[MATERIAL TO PROCESS]

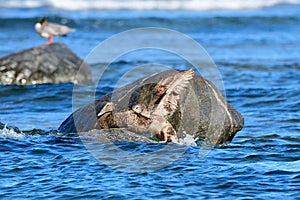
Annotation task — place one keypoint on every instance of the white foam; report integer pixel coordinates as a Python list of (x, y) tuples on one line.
[(188, 140), (199, 5)]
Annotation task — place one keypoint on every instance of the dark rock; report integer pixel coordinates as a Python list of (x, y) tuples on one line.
[(113, 135), (202, 112), (53, 63)]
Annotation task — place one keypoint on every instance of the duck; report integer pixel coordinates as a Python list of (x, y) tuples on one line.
[(49, 30)]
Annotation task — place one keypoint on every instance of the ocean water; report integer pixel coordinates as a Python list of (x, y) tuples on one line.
[(256, 47)]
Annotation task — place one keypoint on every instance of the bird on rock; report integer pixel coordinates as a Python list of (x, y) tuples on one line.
[(49, 30)]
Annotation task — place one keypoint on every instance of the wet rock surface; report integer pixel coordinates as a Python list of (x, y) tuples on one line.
[(53, 63), (113, 135), (202, 111)]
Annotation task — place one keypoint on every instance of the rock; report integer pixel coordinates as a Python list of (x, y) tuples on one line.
[(113, 135), (202, 111), (53, 63)]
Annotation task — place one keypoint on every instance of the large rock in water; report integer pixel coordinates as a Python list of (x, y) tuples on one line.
[(53, 63), (202, 110)]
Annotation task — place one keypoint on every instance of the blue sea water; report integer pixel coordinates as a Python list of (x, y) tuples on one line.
[(257, 50)]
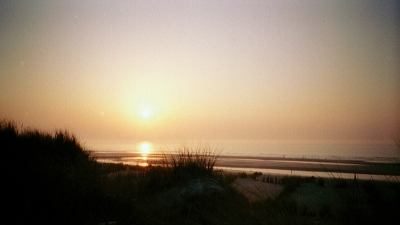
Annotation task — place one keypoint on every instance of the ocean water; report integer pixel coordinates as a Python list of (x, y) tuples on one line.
[(347, 151)]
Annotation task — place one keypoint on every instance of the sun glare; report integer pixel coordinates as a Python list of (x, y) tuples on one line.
[(146, 113), (145, 148)]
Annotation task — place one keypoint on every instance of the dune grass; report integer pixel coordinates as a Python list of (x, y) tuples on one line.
[(49, 178)]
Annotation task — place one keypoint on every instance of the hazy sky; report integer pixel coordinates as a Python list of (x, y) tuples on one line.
[(198, 70)]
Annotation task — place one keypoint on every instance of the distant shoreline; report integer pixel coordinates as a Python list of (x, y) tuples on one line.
[(367, 167)]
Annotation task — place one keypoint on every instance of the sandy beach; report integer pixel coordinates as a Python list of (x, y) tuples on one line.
[(311, 165)]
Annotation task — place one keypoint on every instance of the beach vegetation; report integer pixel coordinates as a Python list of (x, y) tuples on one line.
[(50, 178)]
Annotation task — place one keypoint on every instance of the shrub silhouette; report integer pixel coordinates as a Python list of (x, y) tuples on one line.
[(48, 176)]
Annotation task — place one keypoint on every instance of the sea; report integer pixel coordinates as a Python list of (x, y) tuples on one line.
[(133, 152)]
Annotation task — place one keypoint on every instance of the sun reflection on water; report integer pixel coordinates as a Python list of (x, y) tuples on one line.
[(145, 148)]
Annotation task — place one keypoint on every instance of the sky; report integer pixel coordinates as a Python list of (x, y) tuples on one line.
[(203, 70)]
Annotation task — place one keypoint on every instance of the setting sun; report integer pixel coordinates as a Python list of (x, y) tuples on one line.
[(145, 148), (146, 113)]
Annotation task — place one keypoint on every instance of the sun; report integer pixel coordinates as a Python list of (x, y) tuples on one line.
[(145, 148), (146, 113)]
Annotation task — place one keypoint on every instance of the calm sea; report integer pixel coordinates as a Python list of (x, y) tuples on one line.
[(347, 151)]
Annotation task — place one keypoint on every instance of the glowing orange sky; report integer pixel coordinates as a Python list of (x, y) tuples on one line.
[(283, 70)]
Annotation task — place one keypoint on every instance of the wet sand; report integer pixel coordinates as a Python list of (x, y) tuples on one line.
[(288, 165), (312, 165)]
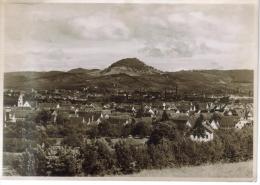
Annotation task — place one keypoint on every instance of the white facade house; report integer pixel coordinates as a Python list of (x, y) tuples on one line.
[(214, 124), (27, 104), (20, 101), (208, 137)]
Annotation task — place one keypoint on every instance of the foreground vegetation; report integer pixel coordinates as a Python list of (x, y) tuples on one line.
[(218, 170)]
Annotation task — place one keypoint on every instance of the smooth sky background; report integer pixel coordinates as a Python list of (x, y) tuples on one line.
[(169, 37)]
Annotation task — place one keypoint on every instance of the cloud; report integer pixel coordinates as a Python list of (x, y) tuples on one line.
[(63, 36)]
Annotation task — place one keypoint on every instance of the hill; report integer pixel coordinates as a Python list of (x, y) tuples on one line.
[(130, 66), (132, 74)]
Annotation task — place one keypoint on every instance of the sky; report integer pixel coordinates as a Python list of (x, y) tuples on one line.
[(169, 37)]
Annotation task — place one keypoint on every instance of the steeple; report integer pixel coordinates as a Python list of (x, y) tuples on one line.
[(20, 101)]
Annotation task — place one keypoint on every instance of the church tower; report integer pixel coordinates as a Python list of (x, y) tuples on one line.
[(20, 100)]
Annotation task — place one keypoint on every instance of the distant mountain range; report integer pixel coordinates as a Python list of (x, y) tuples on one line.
[(131, 74)]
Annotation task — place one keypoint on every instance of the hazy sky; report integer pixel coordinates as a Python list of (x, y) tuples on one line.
[(169, 37)]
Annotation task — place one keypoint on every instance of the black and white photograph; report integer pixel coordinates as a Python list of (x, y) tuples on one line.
[(130, 90)]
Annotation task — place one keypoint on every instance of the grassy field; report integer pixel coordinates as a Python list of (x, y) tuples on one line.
[(227, 170)]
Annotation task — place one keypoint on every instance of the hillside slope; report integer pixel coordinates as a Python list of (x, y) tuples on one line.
[(132, 74)]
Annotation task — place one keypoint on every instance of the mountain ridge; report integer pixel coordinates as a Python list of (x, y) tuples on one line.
[(130, 74)]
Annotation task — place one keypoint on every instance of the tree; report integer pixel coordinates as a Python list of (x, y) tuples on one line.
[(165, 116), (98, 159), (43, 117), (142, 129)]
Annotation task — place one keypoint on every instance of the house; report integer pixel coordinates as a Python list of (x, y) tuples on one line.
[(22, 103), (206, 136), (228, 122)]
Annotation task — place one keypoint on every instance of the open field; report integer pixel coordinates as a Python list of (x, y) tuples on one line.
[(227, 170)]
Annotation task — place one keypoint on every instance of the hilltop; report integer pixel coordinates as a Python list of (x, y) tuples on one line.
[(131, 74)]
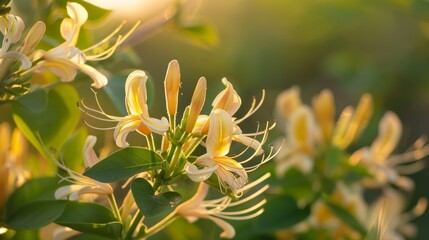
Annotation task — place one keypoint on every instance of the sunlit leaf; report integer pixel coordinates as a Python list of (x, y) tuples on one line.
[(90, 218), (149, 203), (125, 163)]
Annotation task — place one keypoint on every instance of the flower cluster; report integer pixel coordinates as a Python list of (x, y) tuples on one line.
[(215, 132), (317, 147)]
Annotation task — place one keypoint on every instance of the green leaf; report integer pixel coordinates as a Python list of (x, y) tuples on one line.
[(37, 189), (36, 214), (203, 34), (281, 212), (149, 203), (90, 218), (50, 116), (72, 157), (346, 216), (125, 163), (88, 237), (213, 181)]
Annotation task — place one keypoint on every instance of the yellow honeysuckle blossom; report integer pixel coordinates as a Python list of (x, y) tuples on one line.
[(310, 129), (388, 215), (229, 101), (82, 186), (11, 27), (215, 210), (230, 173), (350, 198), (378, 158), (138, 118), (65, 59), (13, 152)]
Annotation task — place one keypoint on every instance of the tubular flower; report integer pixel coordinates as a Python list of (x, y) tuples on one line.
[(11, 27), (309, 130), (230, 173), (172, 84), (389, 217), (65, 59), (385, 167), (138, 118), (81, 185), (229, 101), (215, 210), (13, 149)]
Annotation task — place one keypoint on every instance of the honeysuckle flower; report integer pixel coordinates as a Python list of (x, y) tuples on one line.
[(172, 84), (216, 210), (11, 27), (378, 158), (229, 101), (230, 173), (389, 217), (82, 186), (65, 59), (138, 118), (13, 152), (197, 102), (350, 198), (310, 130)]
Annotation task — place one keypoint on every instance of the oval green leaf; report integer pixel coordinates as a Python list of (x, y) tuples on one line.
[(125, 163), (149, 203)]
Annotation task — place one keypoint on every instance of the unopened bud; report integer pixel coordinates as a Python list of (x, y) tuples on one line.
[(172, 84), (33, 38), (197, 103)]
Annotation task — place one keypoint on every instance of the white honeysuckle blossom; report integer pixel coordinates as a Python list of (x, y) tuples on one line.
[(65, 59), (230, 172), (311, 129), (11, 27), (138, 118), (215, 210), (378, 158), (82, 186), (229, 101)]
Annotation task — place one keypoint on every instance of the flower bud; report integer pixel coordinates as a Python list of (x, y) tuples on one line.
[(197, 103), (172, 84)]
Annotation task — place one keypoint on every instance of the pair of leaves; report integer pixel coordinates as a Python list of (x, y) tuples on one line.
[(33, 205), (47, 116)]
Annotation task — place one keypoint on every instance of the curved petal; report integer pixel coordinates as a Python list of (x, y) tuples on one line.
[(250, 142), (124, 127), (159, 126), (63, 68), (199, 175), (389, 133), (228, 229), (172, 84), (89, 156), (135, 93), (77, 12), (99, 79), (228, 99), (220, 134)]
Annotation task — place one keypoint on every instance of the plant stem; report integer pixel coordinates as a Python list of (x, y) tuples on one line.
[(134, 225)]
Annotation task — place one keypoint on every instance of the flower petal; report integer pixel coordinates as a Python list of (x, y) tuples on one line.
[(220, 133), (228, 99), (159, 126), (228, 229), (135, 93), (124, 127)]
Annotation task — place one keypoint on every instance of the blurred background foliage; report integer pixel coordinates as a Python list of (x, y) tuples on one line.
[(352, 47)]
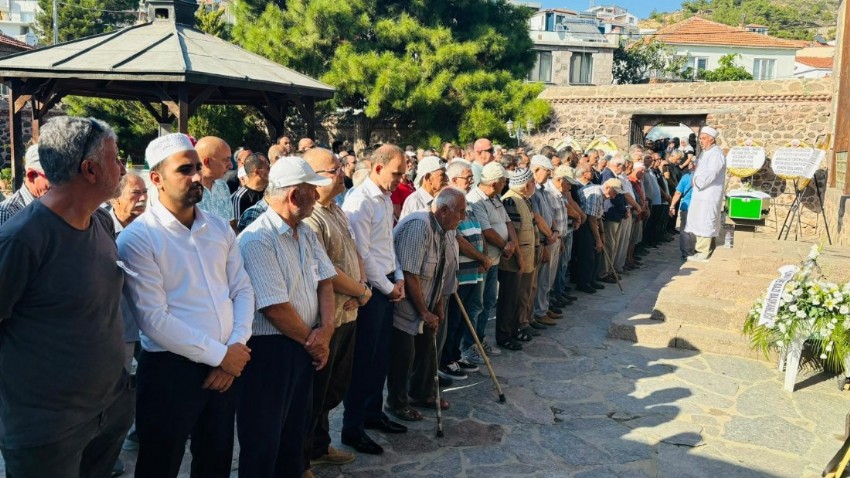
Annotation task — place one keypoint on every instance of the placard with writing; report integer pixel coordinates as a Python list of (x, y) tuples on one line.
[(796, 162)]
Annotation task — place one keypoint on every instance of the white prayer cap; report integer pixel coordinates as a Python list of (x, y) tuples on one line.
[(292, 171), (163, 147), (31, 159), (427, 165), (542, 161), (709, 131)]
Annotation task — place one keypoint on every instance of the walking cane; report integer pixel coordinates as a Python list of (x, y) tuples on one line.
[(437, 388), (613, 271), (480, 348)]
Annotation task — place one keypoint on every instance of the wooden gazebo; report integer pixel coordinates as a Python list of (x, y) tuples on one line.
[(166, 64)]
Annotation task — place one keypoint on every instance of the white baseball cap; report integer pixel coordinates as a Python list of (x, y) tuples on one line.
[(292, 171)]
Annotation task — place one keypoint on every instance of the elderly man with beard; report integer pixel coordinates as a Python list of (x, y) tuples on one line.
[(66, 401), (292, 278), (35, 185), (370, 211), (351, 292), (194, 304)]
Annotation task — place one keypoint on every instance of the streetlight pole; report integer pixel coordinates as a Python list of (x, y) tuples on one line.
[(55, 22)]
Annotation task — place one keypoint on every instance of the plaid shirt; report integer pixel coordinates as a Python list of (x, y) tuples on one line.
[(15, 203)]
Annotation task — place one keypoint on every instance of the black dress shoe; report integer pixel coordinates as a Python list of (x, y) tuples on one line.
[(586, 289), (385, 425), (363, 444)]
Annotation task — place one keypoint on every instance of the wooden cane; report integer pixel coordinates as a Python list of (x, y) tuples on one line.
[(480, 348)]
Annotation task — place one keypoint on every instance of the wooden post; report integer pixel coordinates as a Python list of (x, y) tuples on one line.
[(16, 134)]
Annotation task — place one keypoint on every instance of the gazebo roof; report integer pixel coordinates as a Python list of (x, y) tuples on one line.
[(161, 51)]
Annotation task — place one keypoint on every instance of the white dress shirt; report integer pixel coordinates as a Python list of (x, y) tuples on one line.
[(370, 212), (190, 292)]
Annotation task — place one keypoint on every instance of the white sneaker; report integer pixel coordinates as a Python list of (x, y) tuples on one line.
[(489, 350)]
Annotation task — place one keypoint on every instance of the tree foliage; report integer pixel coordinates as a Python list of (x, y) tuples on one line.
[(727, 71), (794, 19), (446, 68), (641, 60), (82, 18)]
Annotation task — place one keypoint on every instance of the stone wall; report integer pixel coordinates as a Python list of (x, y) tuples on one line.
[(771, 113)]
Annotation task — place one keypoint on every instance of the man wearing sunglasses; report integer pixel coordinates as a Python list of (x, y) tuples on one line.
[(35, 185)]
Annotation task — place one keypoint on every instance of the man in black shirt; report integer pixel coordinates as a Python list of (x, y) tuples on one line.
[(65, 403), (257, 178)]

[/MATERIAL TO PROCESS]

**TRY IT:** Could you retype exactly the lines above from the one containing "the man wearing" through the last line of the records, both included, and nothing else?

**WRITTEN SOLUTION:**
Annotation task — place one keypoint on every instance of the man wearing sunglasses; report integer pixel coordinates as a Python list of (x, y) tuples on one line.
[(35, 185)]
Annotation task — place one keypoint on every instance of the man in black shirt; report integer pixel coordinates as a Python list of (x, y) tuples on one line.
[(65, 403), (257, 178)]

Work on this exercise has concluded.